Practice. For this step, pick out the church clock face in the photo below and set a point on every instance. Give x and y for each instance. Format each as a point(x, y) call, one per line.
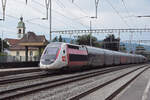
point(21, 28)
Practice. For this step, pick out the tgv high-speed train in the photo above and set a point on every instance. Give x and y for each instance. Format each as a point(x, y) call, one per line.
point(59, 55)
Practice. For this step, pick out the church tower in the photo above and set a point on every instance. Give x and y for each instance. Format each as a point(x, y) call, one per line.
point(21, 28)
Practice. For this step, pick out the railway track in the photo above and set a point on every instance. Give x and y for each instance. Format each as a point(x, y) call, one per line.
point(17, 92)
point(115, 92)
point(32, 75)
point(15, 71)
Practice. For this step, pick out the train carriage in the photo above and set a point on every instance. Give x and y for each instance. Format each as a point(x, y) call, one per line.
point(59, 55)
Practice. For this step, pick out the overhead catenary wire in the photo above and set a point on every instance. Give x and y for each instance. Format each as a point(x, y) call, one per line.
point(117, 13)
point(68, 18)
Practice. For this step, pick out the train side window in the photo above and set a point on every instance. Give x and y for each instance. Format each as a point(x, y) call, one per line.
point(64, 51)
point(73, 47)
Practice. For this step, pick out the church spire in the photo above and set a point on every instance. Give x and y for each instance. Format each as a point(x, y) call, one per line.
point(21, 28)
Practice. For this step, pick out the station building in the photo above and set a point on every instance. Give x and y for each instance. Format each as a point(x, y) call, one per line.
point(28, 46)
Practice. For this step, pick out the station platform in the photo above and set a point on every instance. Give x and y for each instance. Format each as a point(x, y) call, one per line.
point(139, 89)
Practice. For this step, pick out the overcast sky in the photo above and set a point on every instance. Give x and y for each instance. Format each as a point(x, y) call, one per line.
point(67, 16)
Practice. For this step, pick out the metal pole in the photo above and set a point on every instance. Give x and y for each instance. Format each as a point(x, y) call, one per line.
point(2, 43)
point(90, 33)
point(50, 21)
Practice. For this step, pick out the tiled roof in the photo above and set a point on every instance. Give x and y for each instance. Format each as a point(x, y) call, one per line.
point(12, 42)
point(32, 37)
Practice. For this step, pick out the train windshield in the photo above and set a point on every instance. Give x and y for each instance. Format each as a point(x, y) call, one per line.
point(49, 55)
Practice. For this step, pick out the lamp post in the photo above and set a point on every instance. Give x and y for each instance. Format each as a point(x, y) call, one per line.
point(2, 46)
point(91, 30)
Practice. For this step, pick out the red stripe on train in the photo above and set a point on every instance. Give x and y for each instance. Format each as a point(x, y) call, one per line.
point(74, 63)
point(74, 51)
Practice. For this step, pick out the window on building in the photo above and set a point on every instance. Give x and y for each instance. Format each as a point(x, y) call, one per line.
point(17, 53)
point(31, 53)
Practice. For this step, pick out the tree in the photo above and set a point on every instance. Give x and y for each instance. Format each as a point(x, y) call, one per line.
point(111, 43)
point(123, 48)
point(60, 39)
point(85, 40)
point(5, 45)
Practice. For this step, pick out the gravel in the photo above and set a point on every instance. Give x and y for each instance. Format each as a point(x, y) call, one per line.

### Work to be completed
Write out every line of the listing exactly as written, and leave the pictures out.

### Task result
Practice. For this step, pick out the church clock face in the photo below and set a point on every instance. Give x and y for each instance. Format each as a point(x, y) call, one per line.
point(21, 28)
Practice. For this step, pick out the tgv high-speed train in the photo above and set a point on every instance. Give x and y for each instance. Format each as a point(x, y) call, one per line.
point(59, 55)
Practice. For this step, pick out the church tower in the photo above and set a point on every instance. Give x and y for each instance. Format each as a point(x, y) call, one per line.
point(21, 28)
Practice. For this step, pick out the railway track in the photo above and set a point on every instance. Give x and y for each instance. Format each as a point(x, y) call, one per line.
point(17, 92)
point(115, 92)
point(32, 75)
point(15, 71)
Practice. For this step, pick out the train carriage in the photo above and set a point on every instance. Give x and y for each instance. Format each as a point(x, y) call, one per line.
point(59, 55)
Practice. For this step, pick out the overhead catenary wire in the photo above and set a point on every instance. Give x and y for each instance. Format each as a point(x, y) call, one per line.
point(117, 13)
point(68, 18)
Practice. For this step, pick out the train side window in the photo above and set a point on every instance. Give x and y for each instance. Format each as a point(x, y) call, one per line.
point(64, 51)
point(73, 47)
Practice. For this step, pick out the church spire in the photo above and set a point on every instance. Give x and y for each instance. Format each as a point(x, y) call, one per line.
point(21, 28)
Practice. For this step, pick out the station building in the photo above and set a point on every instance. Give x and y for each instance. Format each as a point(x, y) call, one per line.
point(28, 46)
Practice. For this step, pick out the station platform in the photo above and set a point on every instance. Give x and y for each instance. Format each as a point(x, y) call, one per line.
point(139, 89)
Practice. For this step, pick out the overcast sky in the photo above and set a point on every instance. Give x and y for each instance. Format each as a point(x, y) call, one per line.
point(67, 16)
Practice. For this step, pick out the metal pole in the photo above and set a point on every instance. Give x and y for each instance. Format each as a point(x, y) call, one per line.
point(2, 43)
point(90, 33)
point(50, 21)
Practice. For this step, pick out the tiled roof in the photo above and set a point on every instance. Give x and y for each instance. Format each as a point(x, y) call, one per line.
point(12, 42)
point(32, 37)
Practice. For this step, pick out the train windshield in the photo above and set a point on every instance. Give x and y for each instance. Format each as a point(x, y) call, one per line.
point(49, 55)
Practice. For this step, pick out the lamp post in the photo above and set a point on every instance. Give x and y for each instance. Format each as a point(x, y) call, one per line.
point(2, 46)
point(91, 30)
Practice. For this step, pick out the red stripe on train in the photo above and set a point on every instance. Give x and y for each instance. Format each as a point(x, y) call, one per line.
point(74, 63)
point(74, 51)
Practice. For this step, pick out the window on building in the photo above and set a point on every instance. Give x and y for each instance. Format each as a point(x, y) call, one per line.
point(17, 53)
point(31, 53)
Practice. For this step, pick out the tree in the photo above and set a point on every instance. Give x and y for each instance. Format each as a point(x, y) call, one per line.
point(111, 43)
point(123, 48)
point(60, 39)
point(85, 40)
point(5, 45)
Practice. For this step, pick out the gravel in the photo above and set a point on every instance. Give x and y for each instance. Format each as a point(x, y) call, one per line.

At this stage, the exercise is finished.